• Do this
Reproduce each line of the listing exactly.

***** Dataset *****

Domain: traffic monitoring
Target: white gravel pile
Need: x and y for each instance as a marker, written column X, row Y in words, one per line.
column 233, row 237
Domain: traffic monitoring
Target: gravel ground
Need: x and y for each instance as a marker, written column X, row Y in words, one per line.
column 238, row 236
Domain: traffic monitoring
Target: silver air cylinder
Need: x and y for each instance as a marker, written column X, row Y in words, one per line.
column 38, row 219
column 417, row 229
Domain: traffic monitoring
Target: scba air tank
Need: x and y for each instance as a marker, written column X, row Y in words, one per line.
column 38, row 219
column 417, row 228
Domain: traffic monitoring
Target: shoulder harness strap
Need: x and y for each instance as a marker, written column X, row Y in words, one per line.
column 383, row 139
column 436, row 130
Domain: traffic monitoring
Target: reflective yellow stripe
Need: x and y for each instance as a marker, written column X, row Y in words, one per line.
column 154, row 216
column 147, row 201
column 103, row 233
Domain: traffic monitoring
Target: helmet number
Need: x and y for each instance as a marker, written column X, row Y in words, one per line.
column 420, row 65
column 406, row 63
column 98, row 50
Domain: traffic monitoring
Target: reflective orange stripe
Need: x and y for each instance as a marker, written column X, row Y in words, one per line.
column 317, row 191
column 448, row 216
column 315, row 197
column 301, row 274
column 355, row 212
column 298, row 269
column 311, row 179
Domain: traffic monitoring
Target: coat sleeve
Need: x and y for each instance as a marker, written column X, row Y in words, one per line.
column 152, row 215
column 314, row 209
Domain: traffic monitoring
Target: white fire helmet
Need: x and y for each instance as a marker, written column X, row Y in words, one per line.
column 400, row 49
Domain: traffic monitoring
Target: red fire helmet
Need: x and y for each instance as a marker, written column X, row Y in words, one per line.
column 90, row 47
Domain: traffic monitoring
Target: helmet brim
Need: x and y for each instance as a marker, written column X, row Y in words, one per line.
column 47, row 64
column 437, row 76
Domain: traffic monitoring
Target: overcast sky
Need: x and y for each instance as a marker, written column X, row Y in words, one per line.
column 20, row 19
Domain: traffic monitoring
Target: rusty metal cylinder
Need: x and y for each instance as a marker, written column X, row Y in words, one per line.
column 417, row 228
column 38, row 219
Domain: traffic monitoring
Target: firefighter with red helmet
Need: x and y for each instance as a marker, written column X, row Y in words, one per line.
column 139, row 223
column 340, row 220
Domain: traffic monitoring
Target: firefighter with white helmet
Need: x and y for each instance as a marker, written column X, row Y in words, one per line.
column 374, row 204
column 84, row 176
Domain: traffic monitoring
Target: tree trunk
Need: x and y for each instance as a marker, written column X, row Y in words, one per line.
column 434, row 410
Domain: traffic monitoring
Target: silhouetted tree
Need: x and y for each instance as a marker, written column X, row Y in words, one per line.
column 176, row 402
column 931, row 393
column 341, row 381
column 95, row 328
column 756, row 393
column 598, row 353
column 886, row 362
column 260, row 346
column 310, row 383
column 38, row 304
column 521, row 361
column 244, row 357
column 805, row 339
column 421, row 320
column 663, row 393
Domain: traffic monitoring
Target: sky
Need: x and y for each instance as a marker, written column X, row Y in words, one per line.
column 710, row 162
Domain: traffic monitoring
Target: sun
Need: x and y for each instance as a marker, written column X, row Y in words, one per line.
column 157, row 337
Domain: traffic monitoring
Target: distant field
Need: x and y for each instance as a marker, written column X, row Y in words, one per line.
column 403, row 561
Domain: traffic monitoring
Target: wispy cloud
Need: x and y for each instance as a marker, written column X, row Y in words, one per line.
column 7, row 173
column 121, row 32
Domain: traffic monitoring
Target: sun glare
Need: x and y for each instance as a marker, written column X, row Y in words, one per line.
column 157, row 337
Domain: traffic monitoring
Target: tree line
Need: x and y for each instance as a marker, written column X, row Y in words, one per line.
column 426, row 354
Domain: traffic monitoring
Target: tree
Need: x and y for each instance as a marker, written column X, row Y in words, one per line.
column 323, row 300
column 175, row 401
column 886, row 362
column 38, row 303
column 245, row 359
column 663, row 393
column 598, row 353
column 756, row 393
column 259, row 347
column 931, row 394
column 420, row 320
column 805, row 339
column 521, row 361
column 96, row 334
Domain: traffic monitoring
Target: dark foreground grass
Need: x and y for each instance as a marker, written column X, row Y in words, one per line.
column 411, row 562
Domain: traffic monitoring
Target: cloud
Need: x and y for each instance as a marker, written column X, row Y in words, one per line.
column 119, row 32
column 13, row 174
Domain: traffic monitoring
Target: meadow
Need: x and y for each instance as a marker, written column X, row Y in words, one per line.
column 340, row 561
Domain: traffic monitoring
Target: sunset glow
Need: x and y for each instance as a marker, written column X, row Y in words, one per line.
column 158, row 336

*****

• Answer to this problem
Domain: traffic monitoring
Target: white gravel pile
Need: x and y for each instance as a marker, written column X, row Y in words, one per line.
column 233, row 237
Domain: traffic monitoring
Target: gravel ground
Need: x and y for each instance as a marker, written column X, row Y in words, one per line.
column 238, row 236
Domain: traffic monitoring
Target: silver air cylinder
Need: x and y for each instance as a marker, written column X, row Y in words, one per line.
column 38, row 219
column 417, row 229
Domain: traffic monitoring
Target: scba air tank
Need: x and y for each instance as a marker, written column X, row Y in words, one per line.
column 38, row 219
column 417, row 228
Domain: traffic monitoring
Target: shoulder harness strap
Need: x and y for each instance as a marker, written column X, row Y in words, one per line.
column 383, row 139
column 436, row 130
Domain: traffic monitoring
Target: reflective yellow stripe
Need: x and y for each instance as a marker, written column X, row Y in words, one per line.
column 154, row 216
column 147, row 201
column 103, row 233
Domain: traffic monitoring
Target: helmet number
Need: x and y for each instance as a marker, written column X, row Y in words, one per line.
column 420, row 65
column 406, row 63
column 98, row 50
Domain: traffic monitoring
Target: reflective orange stripe
Need: x and y for each instance as a marker, written column X, row Y in words, one per line.
column 317, row 191
column 448, row 216
column 315, row 197
column 301, row 274
column 355, row 212
column 298, row 269
column 311, row 179
Domain: traffic monitoring
Target: coat sleeve
Need: x and y for each instance as a marker, written column X, row Y in words, one per line.
column 152, row 215
column 314, row 209
Domain: traffic monitoring
Target: white fire helmet
Need: x and y for each instance as a marker, written column X, row Y in words, one per line.
column 400, row 49
Domain: traffic monitoring
Target: red fire helmet
Need: x and y for each instance as a marker, written column X, row Y in words, one per line.
column 90, row 47
Domain: traffic monitoring
Target: helmet brim
Need: x and y for each instance as a marker, written column X, row Y in words, one per line.
column 47, row 64
column 437, row 76
Domain: traffic monitoring
Target: overcast sky
Need: x and y for each instance as a marker, written column X, row Y in words, one per line.
column 20, row 19
Domain: traffic monitoring
Target: rusty metal cylinder
Need: x and y for each instance as a marker, written column X, row Y in words, one per line.
column 417, row 228
column 38, row 219
Domain: traffic monitoring
Target: firefighter with red helmet
Need: x and y for each instance as a marker, written column X, row Y in words, one per line.
column 139, row 223
column 340, row 220
Domain: traffic monitoring
Target: firefighter with white helmet
Need: x and y for each instance as a marker, written column X, row Y in words, one per line.
column 374, row 204
column 84, row 176
Domain: traffic monitoring
Target: tree trunk
Need: x and y for each instance as a marker, written column X, row Y in words, one per line.
column 434, row 410
Domain: traffic monitoring
Target: silhouetted tree
Need: x and y for each instance as a marker, written column X, row Y in words, one per line.
column 176, row 402
column 931, row 393
column 341, row 381
column 95, row 328
column 756, row 393
column 598, row 353
column 886, row 362
column 260, row 346
column 310, row 383
column 38, row 304
column 521, row 361
column 244, row 357
column 805, row 339
column 421, row 320
column 663, row 393
Domain: traffic monitoring
Target: sky
Need: x and y for each instance as a marker, written column X, row Y in words, one per line.
column 710, row 162
Domain: traffic monitoring
Target: sun
Need: x and y for each instance as a marker, written column X, row Y in words, one per line.
column 157, row 337
Domain: traffic monitoring
Target: distant field
Need: x and y for each instance as a marker, written column X, row Y in words, one per line.
column 403, row 561
Domain: traffic monitoring
Target: wispy cloud
Need: x and y for each instance as a marker, written column X, row Y in words, one per line.
column 7, row 173
column 121, row 32
Domain: traffic monitoring
Target: sun glare
Need: x and y for each instance as a marker, written column X, row Y in words, one per line.
column 157, row 337
Domain: traffic monitoring
Target: tree line
Need: x and y for each instance as a marker, written column X, row Y in words, one per line.
column 426, row 354
Domain: traffic monitoring
Target: tree
Need: x and y for each instance as a marker, written column X, row Y in words, one per line.
column 323, row 300
column 175, row 401
column 886, row 362
column 38, row 303
column 245, row 359
column 663, row 393
column 598, row 353
column 756, row 393
column 259, row 347
column 931, row 394
column 420, row 320
column 805, row 339
column 521, row 361
column 96, row 334
Domain: traffic monitoring
Target: dark foreground grass
Need: x and y for each instance as a marker, written column X, row Y in words, one per line.
column 411, row 562
Domain: traffic monitoring
Target: cloud
Need: x and y for each instance as a marker, written column X, row Y in words, one per line.
column 119, row 32
column 13, row 174
Domain: traffic monitoring
Target: meadow
Need: x and y for each instance as a marker, written column X, row Y in words, one per line.
column 340, row 561
Domain: traffic monitoring
Target: sunset glow
Need: x and y for each instance as a marker, written column X, row Y in words, one per line.
column 158, row 336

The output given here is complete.